» EXERCISE AIM
Rewrite the lines below, changing "coaching staff" to "scouting team" everywhere it occurs and leaving everything else unchanged.

[Lines for bounding box labeling]
----

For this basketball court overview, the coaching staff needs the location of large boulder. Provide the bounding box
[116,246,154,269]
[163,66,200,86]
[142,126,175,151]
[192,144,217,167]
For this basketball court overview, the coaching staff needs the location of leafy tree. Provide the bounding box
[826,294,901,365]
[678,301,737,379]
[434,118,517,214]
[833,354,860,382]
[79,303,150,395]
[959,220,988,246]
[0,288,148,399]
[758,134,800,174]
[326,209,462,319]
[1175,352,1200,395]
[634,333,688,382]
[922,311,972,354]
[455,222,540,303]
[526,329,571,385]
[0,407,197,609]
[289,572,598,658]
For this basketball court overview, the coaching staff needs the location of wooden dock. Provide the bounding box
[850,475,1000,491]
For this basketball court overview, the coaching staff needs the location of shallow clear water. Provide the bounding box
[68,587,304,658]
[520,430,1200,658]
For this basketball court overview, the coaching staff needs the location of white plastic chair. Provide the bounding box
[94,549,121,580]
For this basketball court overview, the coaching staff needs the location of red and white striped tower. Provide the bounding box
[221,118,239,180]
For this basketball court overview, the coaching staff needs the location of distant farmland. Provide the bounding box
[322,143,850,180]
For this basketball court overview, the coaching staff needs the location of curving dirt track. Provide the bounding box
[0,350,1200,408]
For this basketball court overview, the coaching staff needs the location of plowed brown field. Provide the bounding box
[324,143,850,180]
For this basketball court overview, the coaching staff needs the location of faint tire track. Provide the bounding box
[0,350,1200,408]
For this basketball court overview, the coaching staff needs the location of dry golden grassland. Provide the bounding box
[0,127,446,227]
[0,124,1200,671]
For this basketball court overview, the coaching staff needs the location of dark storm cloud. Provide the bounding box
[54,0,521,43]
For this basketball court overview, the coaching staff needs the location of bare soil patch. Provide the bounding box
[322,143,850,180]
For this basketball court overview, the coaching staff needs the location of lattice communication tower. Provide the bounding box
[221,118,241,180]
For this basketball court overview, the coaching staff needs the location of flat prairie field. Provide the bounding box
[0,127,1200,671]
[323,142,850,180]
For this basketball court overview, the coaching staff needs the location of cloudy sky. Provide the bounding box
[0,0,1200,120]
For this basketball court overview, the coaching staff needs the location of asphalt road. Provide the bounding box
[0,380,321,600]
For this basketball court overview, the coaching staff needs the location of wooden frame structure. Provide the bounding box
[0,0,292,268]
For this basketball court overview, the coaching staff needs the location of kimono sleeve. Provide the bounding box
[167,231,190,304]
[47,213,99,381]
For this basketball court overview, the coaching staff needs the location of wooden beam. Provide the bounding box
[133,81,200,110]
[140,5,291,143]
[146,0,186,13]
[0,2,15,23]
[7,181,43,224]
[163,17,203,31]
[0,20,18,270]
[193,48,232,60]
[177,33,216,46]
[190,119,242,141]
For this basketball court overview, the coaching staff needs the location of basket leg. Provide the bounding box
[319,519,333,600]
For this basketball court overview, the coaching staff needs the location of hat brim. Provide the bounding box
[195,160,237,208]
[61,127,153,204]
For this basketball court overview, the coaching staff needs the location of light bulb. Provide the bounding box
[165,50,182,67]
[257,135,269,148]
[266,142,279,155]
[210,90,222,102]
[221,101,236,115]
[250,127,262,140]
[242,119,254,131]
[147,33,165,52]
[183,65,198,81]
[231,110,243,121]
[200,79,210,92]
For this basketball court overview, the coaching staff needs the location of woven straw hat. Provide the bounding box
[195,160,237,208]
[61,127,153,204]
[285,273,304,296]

----

» FINAL ANSWER
For this basketball court overview, the scouting team needs the location of large boulder. Provide the bounding box
[116,246,154,269]
[163,66,200,86]
[142,126,175,151]
[192,144,217,167]
For this basketball court overview, the scouting team needs the location of leafy tree. Provide the bounding box
[826,294,901,365]
[678,301,737,379]
[434,118,517,214]
[833,354,860,382]
[79,303,150,395]
[959,220,988,246]
[0,288,148,399]
[758,134,800,174]
[326,209,462,319]
[1175,352,1200,395]
[634,333,688,382]
[922,311,972,354]
[455,222,540,303]
[526,329,571,385]
[0,407,197,609]
[289,572,598,658]
For this basketball court overview, the scouting team needs the location of wooden dock. Provide the bounding box
[850,475,1000,491]
For this basketball court overview, the scouting team needs the location of shallow clear water. Provide the bounding box
[68,587,304,658]
[520,430,1200,658]
For this basketball court overview, the scouting team needs the location of white plastic chair. Provide the bounding box
[94,549,121,580]
For this basketball court overview, the scouting team needs the location of red and white striped tower. Provide the bounding box
[221,118,239,180]
For this basketball court overview, the scouting team needs the location of distant farmland. Provide the bounding box
[322,143,850,180]
For this basketball court overview, the scouting team needs the location of curving dirt track. Provide the bounding box
[0,350,1200,408]
For this basketball court overview, the scouting team needs the location of plowed brown field. Provide the bounding box
[324,143,850,180]
For this basketball court overview, the scouting team needs the location of faint tire track. Provide the bounding box
[0,350,1200,408]
For this basketball court overview, the scouting team needs the location of dry golden grassland. Provide the bounding box
[0,127,446,227]
[0,124,1200,671]
For this basketball court overview, the scouting team needs the location of dark storm cloud. Provide the bounding box
[54,0,521,43]
For this basketball court overview, the scouting team needs the location of bare soil patch. Provide the bounding box
[322,143,850,180]
For this basketball court overview, the scouting team needs the location of lattice communication tower. Provide the bounding box
[221,118,241,180]
For this basketball court overview, the scouting team needs the location of flat prairie field. Provide the bounding box
[0,127,1200,671]
[323,142,850,180]
For this basketball court overview, the scouting team needs the location of cloudy sky. Provide the bounding box
[0,0,1200,120]
For this basketball court overview, the scouting team needs the location of asphalt road. Provide the bounding box
[0,380,321,600]
For this basketball court overview, the scouting team needs the location of wooden frame structure. Provide the bounding box
[0,0,292,268]
For this basketball court overview, the scouting team needs the location of kimono sleeve. Provide the bounding box
[167,231,190,304]
[47,213,99,381]
For this basketball court overview, the scouting team needs the location of wooden beam. Provide the bounding box
[133,81,200,110]
[140,5,291,143]
[146,0,186,13]
[0,2,15,23]
[7,181,43,224]
[163,17,203,31]
[0,20,18,270]
[193,48,232,60]
[177,33,216,46]
[190,119,242,141]
For this basketball court overview, the scouting team needs the location of basket leg. Provide the bounding box
[319,519,333,600]
For this basketball court overview, the scouting team needs the location of hat brim. Provide the bounding box
[195,160,237,208]
[61,127,153,204]
For this basketball court overview, the scouting team needs the location of light bulb. Provide the bounding box
[165,50,182,67]
[257,135,269,148]
[266,142,279,155]
[210,90,222,102]
[221,101,236,115]
[250,127,262,140]
[242,119,254,131]
[147,33,165,52]
[183,65,198,81]
[231,110,243,121]
[200,79,210,92]
For this basketball court overview, the scouting team needs the location of woven straw hat. Provide the bounding box
[195,160,237,208]
[61,127,153,204]
[285,273,304,296]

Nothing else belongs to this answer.